Excerpt to read =>
VNC (wayvnc) — viewing the desktop remotely
wayvnc does not autostart. Check first:
ss -tlnp | grep 5900
If nothing listening, start in a tmux pane:
export WAYLAND_DISPLAY=wayland-1 && export XDG_RUNTIME_DIR=/run/user/$(id -u)
wayvnc -L info 0.0.0.0 5900
Auth gotchas — config at ~/.config/wayvnc/config:
- Want no auth: set
enable_auth=false
- Remmina + wayvnc 0.9+ = "Unknown authentication" error — use TigerVNC (
vncviewer host::5900) or switch Remmina to GTK-VNC backend
Chromium via CDP (preferred for web UI)
CDP (Chrome DevTools Protocol) beats wtype + screenshots for browser testing — no focus handling, no pixel coordinates, direct DOM access.
Launch:
brave --remote-debugging-port=9998 --user-data-dir=/tmp/brave-test &
Use a fresh --user-data-dir if a normal instance is already running — otherwise the flag is silently ignored.

Given instruction 1 =>
In the wayvnc and CDP notes, do these statements agree with the text? (a) wayvnc starts on its own at login. (b) Setting enable_auth=false in the config turns off authentication. (c) If a normal browser instance is already running and no fresh --user-data-dir is given, the remote debugging flag is silently ignored. Answer yes or no for each and quote the words from the text that decide it.
Given instruction 2 =>
Turn the paragraph of the wayvnc and CDP notes that begins "Auth gotchas" into a short bulleted list that keeps its main facts.
Given instruction 3 =>
Continue the wayvnc and CDP notes, picking up after their last sentence.

Dataset excerpts =>

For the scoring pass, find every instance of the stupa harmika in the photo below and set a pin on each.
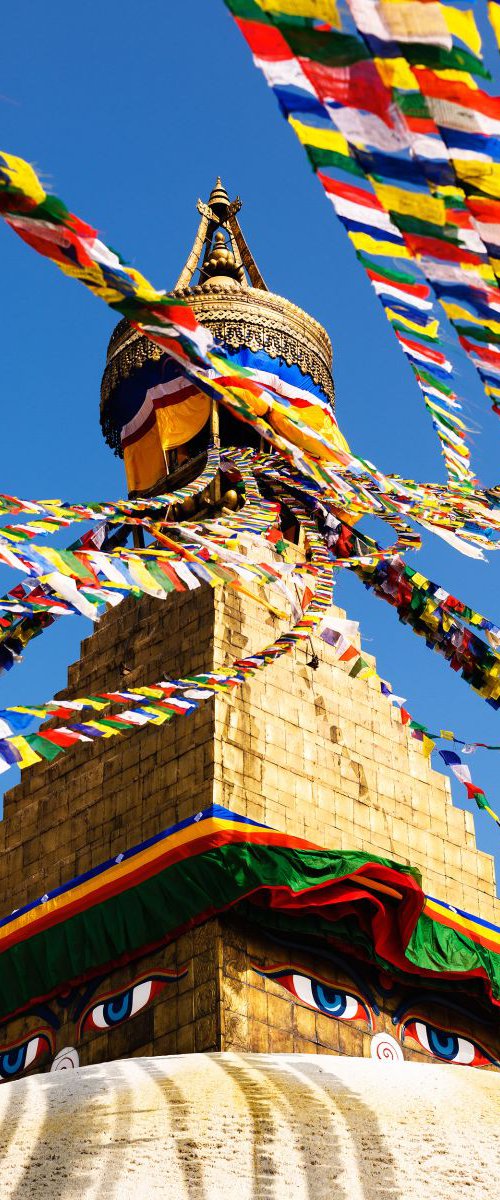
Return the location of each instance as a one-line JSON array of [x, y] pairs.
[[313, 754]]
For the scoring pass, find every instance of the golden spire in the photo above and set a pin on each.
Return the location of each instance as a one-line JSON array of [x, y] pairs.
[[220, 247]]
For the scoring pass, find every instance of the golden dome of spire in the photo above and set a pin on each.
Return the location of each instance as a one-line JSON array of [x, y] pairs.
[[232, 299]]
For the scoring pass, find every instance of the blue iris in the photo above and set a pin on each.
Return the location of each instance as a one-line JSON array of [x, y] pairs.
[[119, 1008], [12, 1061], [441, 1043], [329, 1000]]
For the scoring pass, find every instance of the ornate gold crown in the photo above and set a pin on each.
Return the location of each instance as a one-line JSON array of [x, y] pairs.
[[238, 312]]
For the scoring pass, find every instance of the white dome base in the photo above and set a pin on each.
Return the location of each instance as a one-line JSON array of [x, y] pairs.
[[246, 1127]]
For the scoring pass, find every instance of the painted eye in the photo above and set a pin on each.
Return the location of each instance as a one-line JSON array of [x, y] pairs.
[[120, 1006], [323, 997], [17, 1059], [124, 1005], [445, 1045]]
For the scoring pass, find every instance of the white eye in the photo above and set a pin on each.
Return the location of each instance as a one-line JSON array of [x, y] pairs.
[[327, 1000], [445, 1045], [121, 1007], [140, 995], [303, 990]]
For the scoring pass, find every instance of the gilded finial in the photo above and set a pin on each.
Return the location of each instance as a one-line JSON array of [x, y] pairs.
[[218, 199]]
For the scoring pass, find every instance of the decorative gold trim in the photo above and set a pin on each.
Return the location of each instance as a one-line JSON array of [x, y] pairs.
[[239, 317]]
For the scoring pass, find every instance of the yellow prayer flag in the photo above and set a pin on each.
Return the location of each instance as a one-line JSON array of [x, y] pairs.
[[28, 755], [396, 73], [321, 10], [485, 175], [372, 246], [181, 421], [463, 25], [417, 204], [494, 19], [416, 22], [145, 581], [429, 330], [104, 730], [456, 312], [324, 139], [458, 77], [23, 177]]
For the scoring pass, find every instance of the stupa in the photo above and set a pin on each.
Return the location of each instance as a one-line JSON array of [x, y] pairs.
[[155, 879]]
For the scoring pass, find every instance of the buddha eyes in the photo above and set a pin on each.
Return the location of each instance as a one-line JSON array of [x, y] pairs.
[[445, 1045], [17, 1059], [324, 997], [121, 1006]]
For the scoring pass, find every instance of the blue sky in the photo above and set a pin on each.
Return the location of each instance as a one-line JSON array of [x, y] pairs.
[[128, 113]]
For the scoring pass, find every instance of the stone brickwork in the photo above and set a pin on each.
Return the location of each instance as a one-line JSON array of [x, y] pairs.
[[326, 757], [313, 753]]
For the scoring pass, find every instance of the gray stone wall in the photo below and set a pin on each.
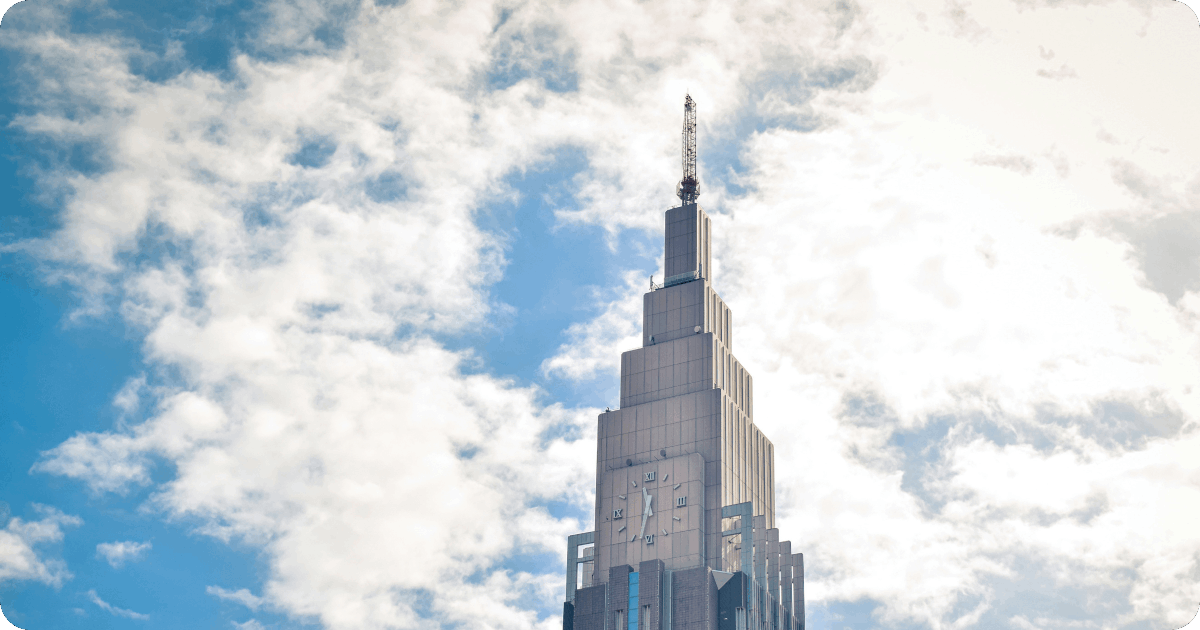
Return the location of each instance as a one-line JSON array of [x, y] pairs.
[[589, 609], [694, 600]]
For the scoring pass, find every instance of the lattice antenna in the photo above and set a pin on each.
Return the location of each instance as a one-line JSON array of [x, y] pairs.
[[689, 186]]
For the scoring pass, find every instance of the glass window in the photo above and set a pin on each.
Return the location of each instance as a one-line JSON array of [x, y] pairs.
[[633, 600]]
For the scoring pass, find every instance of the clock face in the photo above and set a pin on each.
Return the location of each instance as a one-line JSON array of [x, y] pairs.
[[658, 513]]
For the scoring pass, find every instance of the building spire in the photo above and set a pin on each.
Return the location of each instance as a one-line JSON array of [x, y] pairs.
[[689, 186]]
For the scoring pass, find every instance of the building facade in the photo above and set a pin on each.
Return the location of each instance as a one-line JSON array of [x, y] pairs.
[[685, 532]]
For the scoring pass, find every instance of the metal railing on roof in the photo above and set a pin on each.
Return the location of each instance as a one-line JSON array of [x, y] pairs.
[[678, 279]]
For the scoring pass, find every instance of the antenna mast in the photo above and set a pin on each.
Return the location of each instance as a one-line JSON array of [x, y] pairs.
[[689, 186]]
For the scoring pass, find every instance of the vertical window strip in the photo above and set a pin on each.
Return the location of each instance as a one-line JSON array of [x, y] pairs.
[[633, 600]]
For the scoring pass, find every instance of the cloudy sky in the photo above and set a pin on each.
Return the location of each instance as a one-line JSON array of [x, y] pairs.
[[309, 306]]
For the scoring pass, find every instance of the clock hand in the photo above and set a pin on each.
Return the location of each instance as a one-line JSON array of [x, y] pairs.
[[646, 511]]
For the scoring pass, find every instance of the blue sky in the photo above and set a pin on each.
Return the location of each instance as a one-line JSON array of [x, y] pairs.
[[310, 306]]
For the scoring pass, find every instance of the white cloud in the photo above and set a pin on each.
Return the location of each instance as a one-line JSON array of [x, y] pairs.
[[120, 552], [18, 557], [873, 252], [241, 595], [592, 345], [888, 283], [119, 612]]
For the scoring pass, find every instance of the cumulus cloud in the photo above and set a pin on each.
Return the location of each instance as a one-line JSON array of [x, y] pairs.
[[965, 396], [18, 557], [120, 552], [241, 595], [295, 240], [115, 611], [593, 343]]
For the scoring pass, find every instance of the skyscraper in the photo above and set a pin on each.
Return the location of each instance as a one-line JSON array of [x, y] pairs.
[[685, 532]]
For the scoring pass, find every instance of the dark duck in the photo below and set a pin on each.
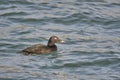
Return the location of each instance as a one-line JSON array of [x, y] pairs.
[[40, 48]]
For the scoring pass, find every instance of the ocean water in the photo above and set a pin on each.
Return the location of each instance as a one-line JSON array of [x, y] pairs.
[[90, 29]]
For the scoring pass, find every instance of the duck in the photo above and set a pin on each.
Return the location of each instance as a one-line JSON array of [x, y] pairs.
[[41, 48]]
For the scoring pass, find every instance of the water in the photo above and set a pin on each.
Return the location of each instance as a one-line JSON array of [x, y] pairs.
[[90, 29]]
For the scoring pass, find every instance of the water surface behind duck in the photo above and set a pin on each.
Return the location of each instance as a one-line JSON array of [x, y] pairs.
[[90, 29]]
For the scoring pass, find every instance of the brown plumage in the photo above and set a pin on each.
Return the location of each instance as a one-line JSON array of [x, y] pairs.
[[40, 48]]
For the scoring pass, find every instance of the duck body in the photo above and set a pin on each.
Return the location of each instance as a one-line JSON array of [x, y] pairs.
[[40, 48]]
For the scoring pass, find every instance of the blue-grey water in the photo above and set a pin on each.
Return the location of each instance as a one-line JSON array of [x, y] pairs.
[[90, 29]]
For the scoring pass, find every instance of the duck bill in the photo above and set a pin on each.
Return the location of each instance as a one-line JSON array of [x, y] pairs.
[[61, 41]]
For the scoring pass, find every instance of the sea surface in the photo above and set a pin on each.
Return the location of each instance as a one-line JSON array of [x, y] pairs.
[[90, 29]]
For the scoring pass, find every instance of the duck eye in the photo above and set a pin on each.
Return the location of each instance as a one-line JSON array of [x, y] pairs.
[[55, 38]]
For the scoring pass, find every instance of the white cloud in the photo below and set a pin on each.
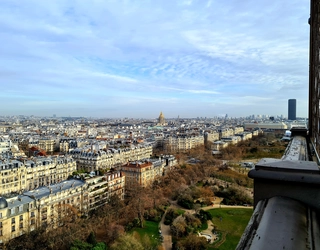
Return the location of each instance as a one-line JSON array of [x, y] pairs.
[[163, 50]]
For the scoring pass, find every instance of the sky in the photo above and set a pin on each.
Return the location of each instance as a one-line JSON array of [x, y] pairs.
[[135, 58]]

Final answer 1 =>
(a) No: "wayvnc does not autostart."
(b) Yes: "Want no auth: set enable_auth=false"
(c) Yes: "Use a fresh --user-data-dir if a normal instance is already running — otherwise the flag is silently ignored."

Final answer 2 =>
- Config file: ~/.config/wayvnc/config
- For no authentication, set enable_auth=false.
- Remmina with wayvnc 0.9 or later gives an "Unknown authentication" error. Use TigerVNC (vncviewer host::5900) instead, or switch Remmina to the GTK-VNC backend.

Final answer 3 =>
Drive (Node 22+ stdlib WebSocket):
const targets = await fetch('http://localhost:9998/json/list').then(r => r.json());
const ws = new WebSocket(targets.find(t => t.type === 'page').webSocketDebuggerUrl);
await send('Page.navigate', { url: 'http://localhost:9585' });
const { result } = await send('Runtime.evaluate', { expression: 'document.title' });
Methods you'll actually use:
Page.navigate — go to URL
Runtime.evaluate — run JS, get result back (covers 90% of clicking/scraping)
Page.captureScreenshot with clip — region screenshot without grim
Don't connect to the user's logged-in browser profile.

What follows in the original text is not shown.